• [Complete the following]
1. In the crowd-simulation article, what data did the authors use to calibrate and validate the model's parameters?
2. Write the next part of the crowd-simulation article, picking up after its final sentence.

• [Supplied passage]
────

An improved Cellular Automata model to simulate the behavior of high density crowd and validation by experimental data

https://doi.org/10.1016/j.physa.2016.01.057Get rights and content

Highlights

  • The model developed allows using Cellular Automata for high density crowd.

  • The numerical model was validated using empirical data from a real-world scenario.

  • Deadlock formation has been studied in detail using the data obtained from simulation.

  • The framework developed can be extended to different areas such as granular matter.

Abstract

In this article we present an improved version of the Cellular Automata floor field model making use of a sub-mesh system to increase the maximum density allowed during simulation and reproduce phenomena observed in dense crowds. In order to calibrate the model’s parameters and to validate it we used data obtained from an empirical observation of bidirectional pedestrian flow. A good agreement was found between numerical simulation and experimental data and, in particular, the double outflow peak observed during the formation of deadlocks could be reproduced in numerical simulations, thus allowing the analysis of deadlock formation and dissolution. Finally, we used the developed high density model to compute the flow-ratio dependent fundamental diagram of bidirectional flow, demonstrating the instability of balanced flow and predicting the bidirectional flow behavior at very high densities. The model we presented here can be used to prevent dense crowd accidents in the future and to investigate the dynamics of the accidents which already occurred in the past. Additionally, fields such as granular and active matter physics may benefit from the developed framework to study different collective phenomena.

Introduction

Dynamic of human crowds exhibits many mysterious and fascinating aspects which have attracted researchers of several disciplines. In particular, the processes leading to the occurrence of accidents in dense crowd are still not completely understood and ways to prevent those situations are mostly summarized as general guidelines and generic constructional norms.

────

• [Provided material]
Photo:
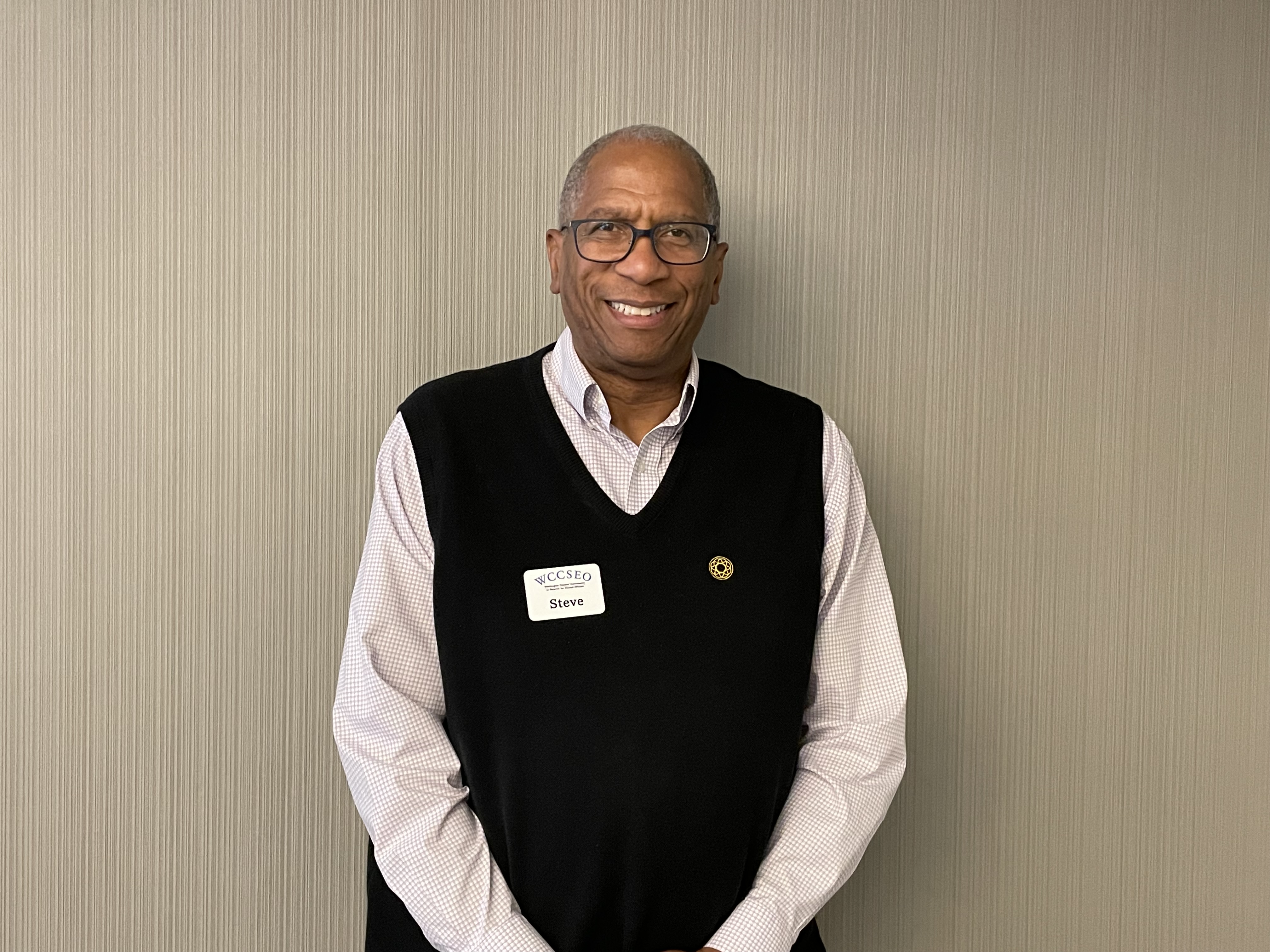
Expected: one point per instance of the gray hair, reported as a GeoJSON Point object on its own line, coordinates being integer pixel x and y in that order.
{"type": "Point", "coordinates": [573, 182]}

────

• [The replies]
1. Data from an empirical observation of bidirectional pedestrian flow.

2.
Studies on the dynamic of human crowds stretch many decades back, but it is only in the last decades that researchers have focused on computer simulations to predict the behavior of pedestrians in a vast range of scenarios. Motivation for the use of numerical simulation lies in the fact that it is possible to study scenarios which could not be reproduced experimentally, either because of the risks related to potential injuries or because of the difficulties arising in hiring a large number of participants during supervised experiments (in order to obtain significant experimental data several hundred people are required, but reported studies usually employed few hundred or even less participants  [1], [2], [3], [4], while simulations can deal with several thousand people).

Most of the models used for dense crowd are based on physical principles, with granular and active matter physics having the largest contribution  [5], [6], [7]. In some case (especially when the crowd is not extremely dense) fluid-dynamic was found being accurate enough to describe macroscopic pedestrian motion. In addition, statistical mechanics and theories based on many-body systems have been useful to understand the characteristics of crowds composed of a large number of people. In this regard, research on pedestrians dynamic has a mutual relationship with research on collective phenomena, with discoveries in both disciplines contributing to the overall understanding.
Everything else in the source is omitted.